B.        PATOFISIOLOGI
Gambar 2. Patofisiologi PCOS (Chang, R, J., 2007)

PCOS dideteksi dengan USG didapatkan morfologi polikistik ovarium dengan 12 atau lebih folikel berukuran  diameter 2-9 mm atau peningkatan volume ovarium (>10 cm3). Selain itu, kadar  hormone LH pada pasien PCOS tinggi, hipersekresi LH melibatkan kelainan atau abnormal umpan balik ovarium-hipofisis bukan karena gangguan primer regulasi puls hipotalamus (Pasquali, R., et. al., 2011). Kadar hormone LH yang tinggi disebabkan oleh peningkatan pulsatile pelepasan GnRH dan  menyebabkan kadar FSH menurun (umpan balik negative). PCOS ditandai dengan kadar LH  yang meningkat dan  kadar FSH menjadi turun secara kronik, meskipun pada siklus haid normal juga terjadi penurunan dan peningkatan hormone tersebut. Tingginya kadar LH menyebabkan stroma ovarium dan sel teka untuk meningkatkan produksi androgen. Di perifer, androgen dikonversi melalui reaksi aromatisasi menjadi estrogen, dan kadar FSH yang rendah menyebabkan anovulasi. Peningkatan produksi androgen menyebabkan terganggunya perkembangan folikel terganggu sehingga tidak dapat memproduksi folikel yang matang (corpus luteum dan corpus albican jarang terlihat) sehingga berkurangnya estrogen yang dihasilkan ovarium,  tidak adanya lonjakan LH yang memicu ovulasi, serta peningkatan androgen berperan atas pencegahan maturase foliker dan menginduksi folikel atresia terlalu dini (Chang, R. J., 2007).. Proses inilah yang menyebabkan keadaan infertile pada pasien PCOS.

--- --- ---

LATIHAN 1: Menurut teks tentang patofisiologi PCOS, berapa jumlah folikel dan berapa diameternya yang tampak pada USG pasien PCOS?
LATIHAN 2: Teruskan teks tentang patofisiologi PCOS setelah kalimat terakhirnya.

--- --- ---

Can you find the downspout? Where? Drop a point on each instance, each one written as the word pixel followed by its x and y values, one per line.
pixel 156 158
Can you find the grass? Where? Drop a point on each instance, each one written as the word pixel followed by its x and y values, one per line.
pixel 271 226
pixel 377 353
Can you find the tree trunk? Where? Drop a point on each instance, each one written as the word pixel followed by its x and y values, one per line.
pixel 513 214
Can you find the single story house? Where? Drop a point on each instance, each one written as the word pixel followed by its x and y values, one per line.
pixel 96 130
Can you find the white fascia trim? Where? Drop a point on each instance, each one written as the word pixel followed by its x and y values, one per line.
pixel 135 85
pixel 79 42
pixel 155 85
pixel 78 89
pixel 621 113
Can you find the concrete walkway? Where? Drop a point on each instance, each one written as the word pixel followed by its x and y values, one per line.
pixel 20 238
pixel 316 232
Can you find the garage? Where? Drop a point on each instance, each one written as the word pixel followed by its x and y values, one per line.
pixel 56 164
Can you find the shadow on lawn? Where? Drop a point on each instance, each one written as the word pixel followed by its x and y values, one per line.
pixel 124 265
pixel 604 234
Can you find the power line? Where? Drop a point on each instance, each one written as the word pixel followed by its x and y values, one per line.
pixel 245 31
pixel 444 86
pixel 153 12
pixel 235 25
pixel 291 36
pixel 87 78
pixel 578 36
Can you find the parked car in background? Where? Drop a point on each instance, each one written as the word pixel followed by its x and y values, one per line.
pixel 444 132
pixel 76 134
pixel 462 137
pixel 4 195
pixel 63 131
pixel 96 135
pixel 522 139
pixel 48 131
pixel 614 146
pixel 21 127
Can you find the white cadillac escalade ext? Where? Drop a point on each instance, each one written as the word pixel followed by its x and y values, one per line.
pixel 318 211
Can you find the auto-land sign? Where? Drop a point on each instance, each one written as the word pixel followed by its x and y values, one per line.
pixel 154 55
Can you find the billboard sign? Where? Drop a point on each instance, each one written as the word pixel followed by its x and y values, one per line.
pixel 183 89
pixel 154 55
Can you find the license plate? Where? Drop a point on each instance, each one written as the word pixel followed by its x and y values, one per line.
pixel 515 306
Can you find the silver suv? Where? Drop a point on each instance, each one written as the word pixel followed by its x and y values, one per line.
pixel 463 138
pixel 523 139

--- --- ---

JAWABAN 1: 12 folikel atau lebih dengan diameter 2-9 mm.

JAWABAN 2:
Selain itu, adanya PCOS beresiko pada pasien obesitas yang diduga memiliki resistensi insulin. Insulin mungkin berpengaruh langsung dan tidak langsung pada pathogenesis androgen yang berlebihan pada pasien PCOS. Insulin menstimulasi produksi androgen di ovarium dan mengurangi sintesis SBHG (sex binding hormone globuline)  hepatic, sehingga meningkatkan total dan androgen bioavaliabel. Insulin bertindak sinergis dengan LH untuk meningkatkan produksi  androgen sel teka pada pasien PCOS dengan mengaktifkan jalur spesifik melalui reseptornya (Chang, R. J., 2007).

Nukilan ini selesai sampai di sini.